SOURCE TEXT —
----------

B.L.I.P. Heros

Sunday, January 27, 2008

Investing with other people

Some people who are involved in this blog assume that investing with other peoples money is a great idea. I have fought tooth and nail to prove that it isn't.
Mr. Rayban has gone ahead and invested in property with friends with the purpose of fixing and selling. That, I would like to state is not a bad idea. Everyone puts in money, everyone does the work, then everyone reaps the benefits. That is like buying shares in a short term job.
However, this individual is talking about a longterm contrarian investment in an apartment block with investors who are strangers. But problems arise when there are different opinions involved. For instance:

1. I've been researching this area for a year and a half, and payed to travel there and meet professionals in the industry, and see if it was a viable opportunity. My trip cost $4000. So can I include my research time, and the cost of the trip as part of my share?

----------

GIVEN RECORDS —
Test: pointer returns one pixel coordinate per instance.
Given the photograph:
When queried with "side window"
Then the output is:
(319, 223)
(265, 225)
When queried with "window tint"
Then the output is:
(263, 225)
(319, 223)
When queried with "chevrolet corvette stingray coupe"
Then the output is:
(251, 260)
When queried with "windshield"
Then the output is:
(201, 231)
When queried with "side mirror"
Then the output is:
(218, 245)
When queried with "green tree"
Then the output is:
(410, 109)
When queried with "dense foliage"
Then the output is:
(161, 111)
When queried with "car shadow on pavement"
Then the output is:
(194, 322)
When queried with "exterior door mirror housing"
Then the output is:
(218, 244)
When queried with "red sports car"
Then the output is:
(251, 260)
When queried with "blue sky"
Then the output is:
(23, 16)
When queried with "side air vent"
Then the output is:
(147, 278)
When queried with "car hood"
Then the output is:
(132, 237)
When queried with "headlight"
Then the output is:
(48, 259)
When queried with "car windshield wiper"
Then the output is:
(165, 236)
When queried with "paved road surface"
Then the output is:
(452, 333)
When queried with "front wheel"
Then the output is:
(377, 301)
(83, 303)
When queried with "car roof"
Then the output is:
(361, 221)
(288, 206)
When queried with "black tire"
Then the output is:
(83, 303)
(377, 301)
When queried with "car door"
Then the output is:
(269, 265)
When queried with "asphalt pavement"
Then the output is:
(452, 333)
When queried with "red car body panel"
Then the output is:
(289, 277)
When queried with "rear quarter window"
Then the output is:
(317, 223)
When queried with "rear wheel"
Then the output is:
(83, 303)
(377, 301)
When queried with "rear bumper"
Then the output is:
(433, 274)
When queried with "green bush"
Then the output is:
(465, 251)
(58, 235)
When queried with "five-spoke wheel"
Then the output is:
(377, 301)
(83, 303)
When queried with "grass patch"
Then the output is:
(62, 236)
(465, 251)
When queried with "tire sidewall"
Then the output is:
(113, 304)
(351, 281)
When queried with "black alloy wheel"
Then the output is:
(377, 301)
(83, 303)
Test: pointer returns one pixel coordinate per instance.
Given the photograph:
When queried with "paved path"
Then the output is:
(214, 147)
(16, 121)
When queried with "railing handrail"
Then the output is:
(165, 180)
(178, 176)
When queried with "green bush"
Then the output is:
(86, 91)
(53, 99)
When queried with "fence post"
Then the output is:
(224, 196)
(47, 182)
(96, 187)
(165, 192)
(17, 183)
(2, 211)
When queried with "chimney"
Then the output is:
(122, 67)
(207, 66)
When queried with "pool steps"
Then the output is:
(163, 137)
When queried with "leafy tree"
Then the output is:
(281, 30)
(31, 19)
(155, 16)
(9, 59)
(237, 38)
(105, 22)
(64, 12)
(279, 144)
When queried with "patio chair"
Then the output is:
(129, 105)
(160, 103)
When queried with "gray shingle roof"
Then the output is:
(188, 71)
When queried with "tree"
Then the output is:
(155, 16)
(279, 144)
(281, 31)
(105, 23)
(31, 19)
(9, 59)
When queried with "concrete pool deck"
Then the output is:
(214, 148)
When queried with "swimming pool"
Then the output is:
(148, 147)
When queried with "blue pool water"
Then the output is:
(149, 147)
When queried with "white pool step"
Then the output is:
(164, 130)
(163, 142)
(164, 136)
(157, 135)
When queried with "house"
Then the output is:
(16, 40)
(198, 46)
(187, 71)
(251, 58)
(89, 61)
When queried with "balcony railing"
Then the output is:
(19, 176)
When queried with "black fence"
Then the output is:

----------

CHALLENGE —
Please print the blog post on investing with other people from "1. I've been" to "of my share?". The rows stand apart from the blog post on investing with other people.

REPLY —
1. I've been researching this area for a year and a half, and payed to travel there and meet professionals in the industry, and see if it was a viable opportunity. My trip cost $4000. So can I include my research time, and the cost of the trip as part of my share?